→ **SELECTION**
----

Will the new KLDivergence prim help you here?

danielhanchen commented 5 years ago

Oh so in the naive kernel I already incrementally updated the KLD loss. I just didn't put it in the Barnes Hut version yet. But I'll check the new prim out.

Most likely I'll continue using the naive TSNE version since no repeat calculations are made, and just P*log(P/Q) is used. Ie I have P, Q but they're not in a vector, but discarded during the algorithm. So I need an incremental version.

teju85 commented 5 years ago

What do you mean by incremental KLD version?

danielhanchen commented 5 years ago

@teju85 So the KL prim is KL_Prim(P, Q) and KL = sum(P * log(P / Q)) is done.

In TSNE, P and Q are not formed explicity as a vector, they're formed on the go. Hence the KL divergence im using will incrementally add to KL.

teju85 commented 5 years ago

got it. Makes sense now. Thanks @danielhanchen for explaining.

minor point: you can reduce a couple of lines of code in yours if you decide to use the KLDOp defined here

danielhanchen commented 5 years ago

Yep soz for the delay! I'll defs use that :)

drobison00 commented 4 years ago

@danielhanchen Do you know the current state of this work?

danielhanchen commented 4 years ago

@drobison00 I haven't been able to get around to this sadly. I did however in https://github.com/danielhanchen/tsne/blob/master/TSNE%20Extended%20Notebook.ipynb, specify some equations which might be helpful.

The main aim is to find the sum for KL for each point, which can be done inside the attractive forces kernel. So, some manipulation of formulas will have to be done in order to get sum KL_ij.

----

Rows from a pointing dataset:
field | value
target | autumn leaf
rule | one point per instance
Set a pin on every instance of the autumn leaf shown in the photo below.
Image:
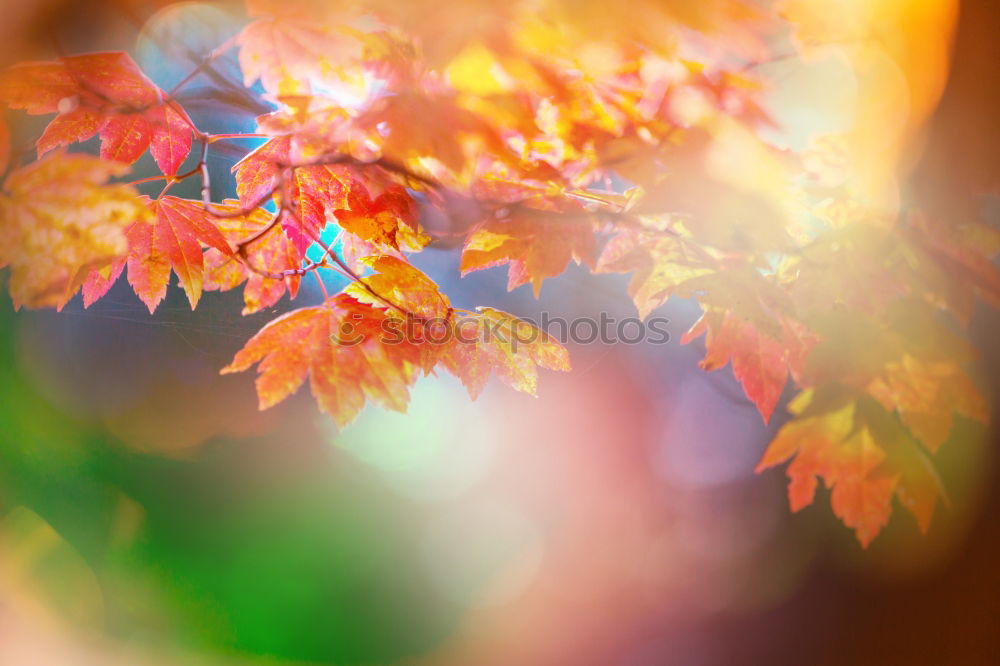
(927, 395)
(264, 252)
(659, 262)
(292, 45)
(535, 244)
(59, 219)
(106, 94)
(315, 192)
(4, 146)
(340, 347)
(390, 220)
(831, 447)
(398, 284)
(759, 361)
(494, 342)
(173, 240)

----

→ **PROBLEMS AND TASKS**
1) Reproduce the TSNE thread between "Most likely I'll" and "incrementally add to KL.", inclusive.
2) Answer from the TSNE thread:
(a) Which TSNE version does danielhanchen say he will most likely keep using?
(b) What sum does the KL prim compute from P and Q?
(c) In which kernel can the sum for KL for each point be found?
The rows come from a source separate from the TSNE thread.

→ **SOLUTIONS TO EACH TASK**
1)
Most likely I'll continue using the naive TSNE version since no repeat calculations are made, and just P*log(P/Q) is used. Ie I have P, Q but they're not in a vector, but discarded during the algorithm. So I need an incremental version.

teju85 commented 5 years ago

What do you mean by incremental KLD version?

danielhanchen commented 5 years ago

@teju85 So the KL prim is KL_Prim(P, Q) and KL = sum(P * log(P / Q)) is done.

In TSNE, P and Q are not formed explicity as a vector, they're formed on the go. Hence the KL divergence im using will incrementally add to KL.

2)
(a) The naive TSNE version.
(b) sum(P * log(P / Q)).
(c) The attractive forces kernel.